AIM OF THE TASK:
Please turn the paragraph in the passage on ministry and numbers below that begins "We are experiencing greater loss" into a short list that keeps its main facts.

SELECTED PASSAGE:
------------------------------
The Silence That Often Follows the Numbers
There is another pattern worth acknowledging honestly.
The same voices that speak loudly when the numbers are high often grow quiet when:
attendance drops,
momentum fades,
people leave,
or difficulty sets in.
Why? Because a numbers-driven framework only knows how to speak when things look successful. It is also because when one builds their presence on momentum, it goes against the narrative to report when things have taken a down turn or are not as impressive.
But Scripture prepares pastors for seasons of endurance, pruning, loss, and faithfulness without applause.
“For the time will come when they will not endure sound doctrine…” (2 Timothy 4:3)
When ministry is measured primarily by outcomes, men are conditioned to celebrate only in prosperity and retreat in adversity. That is not a biblical posture.
The apostle Paul could write:
“As sorrowful, yet alway rejoicing; as poor, yet making many rich; as having nothing, and yet possessing all things.” (2 Corinthians 6:10)
Faithful ministry speaks just as clearly in lean years as in full ones.
Scripture, Not Sentiment, Must Set the Emphasis
This concern is not rooted in cynicism or jealousy. It is rooted in biblical proportion.
The New Testament places its greatest weight on:
doctrine (1 Timothy 4:16),
character (1 Timothy 3),
endurance (Hebrews 10:36),
faithfulness (1 Corinthians 4:2),
perseverance through loss (Acts 20:29–31).
Excitement is not condemned—but it is never central.
“For we walk by faith, not by sight.” (2 Corinthians 5:7)
When visible results become the primary evidence of God’s work, we subtly shift from faith to sight—whether we intend to or not.
And here is the sobering reality we must face:
We are experiencing greater loss across churches than at any point in recent memory. Across the spectrum, we are seeing greater doctrinal erosion, generational collapse, pastoral burnout, moral failure, shrinking congregations, and cultural hostility.
A brief surge of excitement—or a well-crafted report—does nothing to reverse these trends.
What addresses them is:
slow, careful discipleship,
doctrinal clarity,
long-term shepherding,
courageous preaching,
and churches willing to remain faithful even if the numbers never rebound.
“He that endureth to the end shall be saved.” (Matthew 24:13)
A Call for Maturity, Not Muteness
This is not a call to stop sharing encouraging news.
It is a call to grow up in how we frame success.
Let us rejoice—but not redefine faithfulness.
Let us give thanks—but not create pressure.
Let us encourage—but not condition joy on outcomes.
Above all, let us ensure that our public language reflects biblical values, not inherited habits from a numbers-driven past that has already proven incapable of sustaining healthy churches.
The long game requires more than excitement.
It requires conviction, patience, and faith.
And those qualities often look unimpressive—until the Lord returns.
“Henceforth there is laid up for me a crown of righteousness…” (2 Timothy 4:8)
That crown is not awarded on Monday morning.
------------------------------
RAW DATA:
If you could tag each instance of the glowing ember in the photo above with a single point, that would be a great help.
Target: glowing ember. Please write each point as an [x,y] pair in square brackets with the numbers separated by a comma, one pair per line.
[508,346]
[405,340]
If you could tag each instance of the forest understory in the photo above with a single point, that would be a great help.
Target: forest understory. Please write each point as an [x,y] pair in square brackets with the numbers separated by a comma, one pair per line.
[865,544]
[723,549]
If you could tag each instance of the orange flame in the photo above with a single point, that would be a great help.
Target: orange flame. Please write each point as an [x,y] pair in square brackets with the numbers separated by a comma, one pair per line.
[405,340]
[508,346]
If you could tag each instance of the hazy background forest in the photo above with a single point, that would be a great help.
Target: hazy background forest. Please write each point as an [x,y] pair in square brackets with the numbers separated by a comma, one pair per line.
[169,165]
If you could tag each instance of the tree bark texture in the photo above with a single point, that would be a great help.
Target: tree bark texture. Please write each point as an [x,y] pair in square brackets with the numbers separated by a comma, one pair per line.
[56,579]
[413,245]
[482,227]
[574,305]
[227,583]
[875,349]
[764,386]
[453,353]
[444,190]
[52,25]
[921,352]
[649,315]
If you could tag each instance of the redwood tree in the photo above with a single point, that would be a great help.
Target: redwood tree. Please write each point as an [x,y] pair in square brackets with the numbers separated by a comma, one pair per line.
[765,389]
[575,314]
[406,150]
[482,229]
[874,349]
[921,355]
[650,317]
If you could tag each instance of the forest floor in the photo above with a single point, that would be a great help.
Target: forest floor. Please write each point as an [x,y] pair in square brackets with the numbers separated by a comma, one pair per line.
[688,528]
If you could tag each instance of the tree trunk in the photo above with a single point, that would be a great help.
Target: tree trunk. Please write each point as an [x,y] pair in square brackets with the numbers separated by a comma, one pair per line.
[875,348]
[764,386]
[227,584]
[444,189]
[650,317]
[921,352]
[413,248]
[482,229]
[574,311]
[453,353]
------------------------------
EXERCISE SOLUTION:
- Churches are experiencing greater loss than at any point in recent memory.
- Across the spectrum, there is greater:
  - doctrinal erosion
  - generational collapse
  - pastoral burnout
  - moral failure
  - shrinking congregations
  - cultural hostility